** Work to be completed **
Among the following entries, count the lines that contain "segment" and report only the result.

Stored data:

- - - - - - -

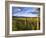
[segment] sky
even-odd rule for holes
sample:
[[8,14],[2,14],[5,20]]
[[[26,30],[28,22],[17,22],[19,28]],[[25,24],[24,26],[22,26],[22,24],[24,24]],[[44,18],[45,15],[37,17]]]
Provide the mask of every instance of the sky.
[[40,13],[35,7],[12,7],[12,16],[36,17]]

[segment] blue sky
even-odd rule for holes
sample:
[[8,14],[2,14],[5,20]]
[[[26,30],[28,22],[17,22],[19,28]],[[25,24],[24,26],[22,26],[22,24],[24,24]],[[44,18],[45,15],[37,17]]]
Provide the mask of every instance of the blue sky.
[[27,16],[27,17],[33,17],[38,16],[39,14],[39,8],[34,7],[12,7],[12,16]]

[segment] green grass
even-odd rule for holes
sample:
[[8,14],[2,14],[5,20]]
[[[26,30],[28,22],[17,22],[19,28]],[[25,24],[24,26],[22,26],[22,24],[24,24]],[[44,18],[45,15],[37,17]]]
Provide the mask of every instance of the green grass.
[[[22,31],[22,30],[39,30],[40,29],[40,18],[30,17],[30,18],[17,18],[12,17],[12,30]],[[39,23],[37,28],[37,22]]]

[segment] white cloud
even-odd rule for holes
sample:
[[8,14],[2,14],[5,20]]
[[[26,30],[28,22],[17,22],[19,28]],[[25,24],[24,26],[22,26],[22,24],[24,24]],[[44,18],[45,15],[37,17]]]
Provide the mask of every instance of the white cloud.
[[22,17],[37,17],[38,14],[28,14],[28,13],[24,13],[24,14],[21,14],[21,13],[17,13],[17,14],[14,14],[13,16],[22,16]]

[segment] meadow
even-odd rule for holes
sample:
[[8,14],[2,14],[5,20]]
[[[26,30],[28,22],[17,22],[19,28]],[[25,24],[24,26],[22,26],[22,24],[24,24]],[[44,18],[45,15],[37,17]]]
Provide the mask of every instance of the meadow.
[[12,31],[24,30],[40,30],[40,17],[12,16]]

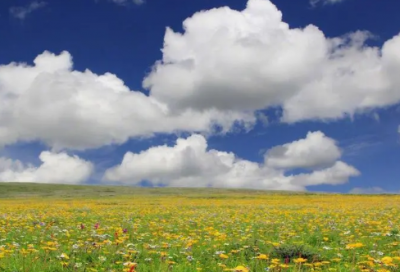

- - - - - - -

** Response to the exercise **
5